Task brief
Extend the blog entries on quitting smoking, picking up after their last sentence.

Excerpted passage
--------

Thursday, January 29, 2009

Purely Social Smoking

I'm officially an occasional social smoker. Since 22 Dec 2008, I haven't smoked regularly. I had a cigarette last night and probably another cigarette since that time.

In the absence of pregnancy, nicotine replacement therapy is a great help. I don't think the gum really did much use to me but I LOVE the lozenges. They have a different texture, they make your mouth really uncomfortable - but they also provide you with the nicotine buzz you need. I don't even take the lozenges now because they give that funny buzz to your mouth.

How do I feel around smokers? I don't really care if people smoke, but I think it looks bad when women smoke. I think smoking at bus-stops, whilst walking, standing around is absolutely ugly - and I was one of those people. I hate the smell of cigarettes now too. Vincent still smokes. He finds it too hard to quit. If he quits, we'll save $400 per month... I wonder if he realizes that..

Saturday, December 27, 2008

Nearly 1 week smoke-free!!!!

Ok, I won't say I did it like an angel. I had a puff off Vincent's cigarette yesterday. It was Dunhill's from my grandma and it tasted like shit.

--------

Referring expression pointing data
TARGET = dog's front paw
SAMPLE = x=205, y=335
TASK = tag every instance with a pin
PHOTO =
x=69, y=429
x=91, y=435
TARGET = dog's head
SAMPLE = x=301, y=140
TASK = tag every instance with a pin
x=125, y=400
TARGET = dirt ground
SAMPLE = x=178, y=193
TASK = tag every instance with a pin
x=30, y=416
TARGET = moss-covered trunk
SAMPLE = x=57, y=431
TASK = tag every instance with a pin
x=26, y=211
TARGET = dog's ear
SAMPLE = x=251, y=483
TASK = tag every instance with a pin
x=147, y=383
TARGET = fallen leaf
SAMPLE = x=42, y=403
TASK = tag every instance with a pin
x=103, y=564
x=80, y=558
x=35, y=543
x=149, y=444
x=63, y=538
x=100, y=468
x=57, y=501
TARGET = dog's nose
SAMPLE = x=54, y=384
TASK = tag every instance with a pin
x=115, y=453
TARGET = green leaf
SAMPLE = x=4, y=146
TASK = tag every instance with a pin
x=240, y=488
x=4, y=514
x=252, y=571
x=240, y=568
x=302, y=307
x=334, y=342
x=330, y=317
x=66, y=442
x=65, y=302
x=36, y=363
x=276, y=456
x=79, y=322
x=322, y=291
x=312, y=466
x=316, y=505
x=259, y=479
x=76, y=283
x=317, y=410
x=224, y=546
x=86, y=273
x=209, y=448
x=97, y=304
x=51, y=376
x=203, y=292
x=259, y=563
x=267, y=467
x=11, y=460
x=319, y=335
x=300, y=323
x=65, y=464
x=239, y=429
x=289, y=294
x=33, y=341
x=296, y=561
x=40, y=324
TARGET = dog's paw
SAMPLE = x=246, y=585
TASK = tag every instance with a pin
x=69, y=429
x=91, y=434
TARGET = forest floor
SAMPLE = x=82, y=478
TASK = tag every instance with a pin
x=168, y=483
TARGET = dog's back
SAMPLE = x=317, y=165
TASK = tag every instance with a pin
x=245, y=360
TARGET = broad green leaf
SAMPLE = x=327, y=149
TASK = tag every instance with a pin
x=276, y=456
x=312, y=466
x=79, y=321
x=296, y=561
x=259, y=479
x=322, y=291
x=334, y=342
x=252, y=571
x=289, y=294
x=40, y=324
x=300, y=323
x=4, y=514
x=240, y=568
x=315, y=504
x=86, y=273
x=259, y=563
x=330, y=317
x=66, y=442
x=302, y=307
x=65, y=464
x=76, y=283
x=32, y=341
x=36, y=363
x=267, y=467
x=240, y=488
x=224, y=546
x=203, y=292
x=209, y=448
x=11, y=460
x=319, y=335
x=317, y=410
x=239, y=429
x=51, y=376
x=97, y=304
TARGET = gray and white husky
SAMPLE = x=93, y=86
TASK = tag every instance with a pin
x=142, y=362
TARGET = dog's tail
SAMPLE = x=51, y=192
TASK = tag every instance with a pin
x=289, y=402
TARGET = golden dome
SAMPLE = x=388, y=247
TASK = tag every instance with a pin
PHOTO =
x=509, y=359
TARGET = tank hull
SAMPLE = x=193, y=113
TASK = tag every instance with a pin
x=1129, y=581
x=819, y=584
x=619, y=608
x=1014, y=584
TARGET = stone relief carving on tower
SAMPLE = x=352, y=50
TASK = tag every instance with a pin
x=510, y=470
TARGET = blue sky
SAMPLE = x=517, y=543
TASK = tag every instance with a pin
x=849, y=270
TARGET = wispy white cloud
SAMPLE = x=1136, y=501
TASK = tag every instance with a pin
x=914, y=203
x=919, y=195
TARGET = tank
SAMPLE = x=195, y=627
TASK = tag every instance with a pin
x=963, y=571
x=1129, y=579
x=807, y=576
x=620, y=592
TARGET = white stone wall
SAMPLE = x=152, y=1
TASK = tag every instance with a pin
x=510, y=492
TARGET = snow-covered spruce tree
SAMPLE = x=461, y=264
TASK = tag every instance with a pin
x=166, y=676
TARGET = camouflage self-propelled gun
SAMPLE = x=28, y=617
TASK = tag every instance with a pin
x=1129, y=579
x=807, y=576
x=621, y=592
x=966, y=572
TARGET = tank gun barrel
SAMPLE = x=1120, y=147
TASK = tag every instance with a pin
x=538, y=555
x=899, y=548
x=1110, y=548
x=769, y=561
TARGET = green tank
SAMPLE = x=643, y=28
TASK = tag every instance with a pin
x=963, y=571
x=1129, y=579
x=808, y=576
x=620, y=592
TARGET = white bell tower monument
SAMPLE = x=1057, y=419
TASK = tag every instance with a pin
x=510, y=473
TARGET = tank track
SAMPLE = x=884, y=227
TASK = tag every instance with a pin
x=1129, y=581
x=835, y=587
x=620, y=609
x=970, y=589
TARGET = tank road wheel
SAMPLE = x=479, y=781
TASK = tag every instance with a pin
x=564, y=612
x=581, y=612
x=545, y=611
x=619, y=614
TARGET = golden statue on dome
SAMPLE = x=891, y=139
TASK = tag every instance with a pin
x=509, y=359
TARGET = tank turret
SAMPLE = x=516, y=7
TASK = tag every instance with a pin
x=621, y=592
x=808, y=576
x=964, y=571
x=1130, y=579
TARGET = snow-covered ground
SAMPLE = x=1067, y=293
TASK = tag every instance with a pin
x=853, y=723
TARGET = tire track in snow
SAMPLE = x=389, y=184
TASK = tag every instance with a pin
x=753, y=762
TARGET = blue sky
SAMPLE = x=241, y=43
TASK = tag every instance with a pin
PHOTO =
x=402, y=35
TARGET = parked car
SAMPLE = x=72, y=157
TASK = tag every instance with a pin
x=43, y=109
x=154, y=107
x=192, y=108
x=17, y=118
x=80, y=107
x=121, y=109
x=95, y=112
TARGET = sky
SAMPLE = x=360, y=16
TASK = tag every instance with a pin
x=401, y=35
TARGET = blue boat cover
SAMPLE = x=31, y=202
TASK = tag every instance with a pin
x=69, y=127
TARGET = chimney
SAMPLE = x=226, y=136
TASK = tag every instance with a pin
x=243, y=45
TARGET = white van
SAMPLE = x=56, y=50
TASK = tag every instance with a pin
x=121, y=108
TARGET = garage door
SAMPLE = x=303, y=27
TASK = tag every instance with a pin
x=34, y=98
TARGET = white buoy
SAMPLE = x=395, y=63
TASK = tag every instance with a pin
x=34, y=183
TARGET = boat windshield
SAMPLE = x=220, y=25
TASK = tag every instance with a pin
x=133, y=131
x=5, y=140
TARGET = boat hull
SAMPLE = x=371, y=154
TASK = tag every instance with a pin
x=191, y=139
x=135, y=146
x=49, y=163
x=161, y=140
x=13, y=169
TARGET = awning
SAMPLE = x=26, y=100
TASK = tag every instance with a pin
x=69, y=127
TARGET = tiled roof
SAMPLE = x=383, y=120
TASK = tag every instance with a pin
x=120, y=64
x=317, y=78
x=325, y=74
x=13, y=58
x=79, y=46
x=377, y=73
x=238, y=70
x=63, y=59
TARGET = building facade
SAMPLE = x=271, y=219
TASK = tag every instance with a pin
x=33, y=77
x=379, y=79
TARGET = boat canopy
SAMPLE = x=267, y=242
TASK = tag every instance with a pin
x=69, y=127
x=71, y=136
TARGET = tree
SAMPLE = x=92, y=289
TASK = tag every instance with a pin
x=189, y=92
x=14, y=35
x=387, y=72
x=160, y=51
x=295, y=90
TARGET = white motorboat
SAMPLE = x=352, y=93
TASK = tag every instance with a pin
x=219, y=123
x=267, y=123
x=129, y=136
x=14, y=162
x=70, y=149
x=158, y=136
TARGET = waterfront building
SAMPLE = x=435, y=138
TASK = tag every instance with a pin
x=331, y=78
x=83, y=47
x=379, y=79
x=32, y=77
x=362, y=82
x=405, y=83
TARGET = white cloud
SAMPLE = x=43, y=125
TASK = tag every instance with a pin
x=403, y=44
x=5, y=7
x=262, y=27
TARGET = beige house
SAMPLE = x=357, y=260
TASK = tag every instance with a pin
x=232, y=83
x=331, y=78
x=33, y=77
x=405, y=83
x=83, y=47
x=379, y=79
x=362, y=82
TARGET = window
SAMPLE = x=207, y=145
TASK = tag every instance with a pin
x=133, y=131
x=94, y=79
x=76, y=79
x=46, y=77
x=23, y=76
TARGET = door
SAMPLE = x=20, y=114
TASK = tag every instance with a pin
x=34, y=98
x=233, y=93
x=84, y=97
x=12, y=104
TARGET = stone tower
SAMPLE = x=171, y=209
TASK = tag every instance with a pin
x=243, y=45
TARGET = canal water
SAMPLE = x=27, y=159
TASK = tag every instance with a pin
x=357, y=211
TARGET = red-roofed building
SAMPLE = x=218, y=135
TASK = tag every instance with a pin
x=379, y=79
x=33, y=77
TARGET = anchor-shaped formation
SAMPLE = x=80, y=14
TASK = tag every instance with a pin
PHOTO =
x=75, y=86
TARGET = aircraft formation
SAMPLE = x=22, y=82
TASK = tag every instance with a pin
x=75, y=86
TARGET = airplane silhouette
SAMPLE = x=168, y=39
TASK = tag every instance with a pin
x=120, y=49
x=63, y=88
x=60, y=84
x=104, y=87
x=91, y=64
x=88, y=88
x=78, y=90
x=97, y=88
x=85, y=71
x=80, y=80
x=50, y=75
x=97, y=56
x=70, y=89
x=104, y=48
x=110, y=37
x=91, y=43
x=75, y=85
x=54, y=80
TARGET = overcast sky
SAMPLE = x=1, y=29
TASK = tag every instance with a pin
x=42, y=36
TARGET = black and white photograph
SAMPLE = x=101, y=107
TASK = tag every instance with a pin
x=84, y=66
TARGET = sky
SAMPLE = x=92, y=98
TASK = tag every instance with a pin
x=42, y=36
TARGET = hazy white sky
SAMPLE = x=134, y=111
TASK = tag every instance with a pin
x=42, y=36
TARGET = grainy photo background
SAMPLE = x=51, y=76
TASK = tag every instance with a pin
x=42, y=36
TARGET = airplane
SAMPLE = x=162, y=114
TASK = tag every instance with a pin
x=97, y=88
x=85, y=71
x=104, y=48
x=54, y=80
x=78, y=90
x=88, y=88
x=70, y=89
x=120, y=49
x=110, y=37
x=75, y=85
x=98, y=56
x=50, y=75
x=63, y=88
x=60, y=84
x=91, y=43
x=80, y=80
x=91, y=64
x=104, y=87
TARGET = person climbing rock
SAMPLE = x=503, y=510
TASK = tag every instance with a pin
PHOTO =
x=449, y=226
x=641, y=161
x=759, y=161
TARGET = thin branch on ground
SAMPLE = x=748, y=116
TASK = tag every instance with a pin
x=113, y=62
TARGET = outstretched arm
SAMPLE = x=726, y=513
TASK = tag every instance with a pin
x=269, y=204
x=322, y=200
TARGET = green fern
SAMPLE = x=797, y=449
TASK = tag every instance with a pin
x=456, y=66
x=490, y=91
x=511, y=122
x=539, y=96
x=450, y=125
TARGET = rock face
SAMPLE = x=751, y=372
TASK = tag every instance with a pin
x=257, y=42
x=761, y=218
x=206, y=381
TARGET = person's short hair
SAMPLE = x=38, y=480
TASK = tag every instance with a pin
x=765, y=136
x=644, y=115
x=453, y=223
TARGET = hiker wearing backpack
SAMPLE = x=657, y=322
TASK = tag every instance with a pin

--------

Expected answer
The rest of the time, I just go without cigarettes. I am still using nicotine lozenges, but have now reduced my dosage to only a couple of times a day. I still need one in the morning because that habitual morning smoke is what kills me.

I'm still coughing up gunk, especially in the morning. These days, I spit out yellow to brownish mucus. I think some of it is tar. The more disgusting my spit is, the happier I am.

I finally got my pole today too!!! It's really tiring trying out the moves on the pole.. I've forgotten a lot of beginner's pole, so I think I'm going back to do that again. I'll probably do that in February, after my beginners pilates class. My exercise schedule is so crazy I can't even keep up with it myself...

Not that I'm getting any fitter though. There's virtually nothing I can do to make my tummy firm again. I eat too much, I drink too much.. and I simply do not have enough stamina to keep working on the pole over and over again.

I've gotta try harder tomorrow.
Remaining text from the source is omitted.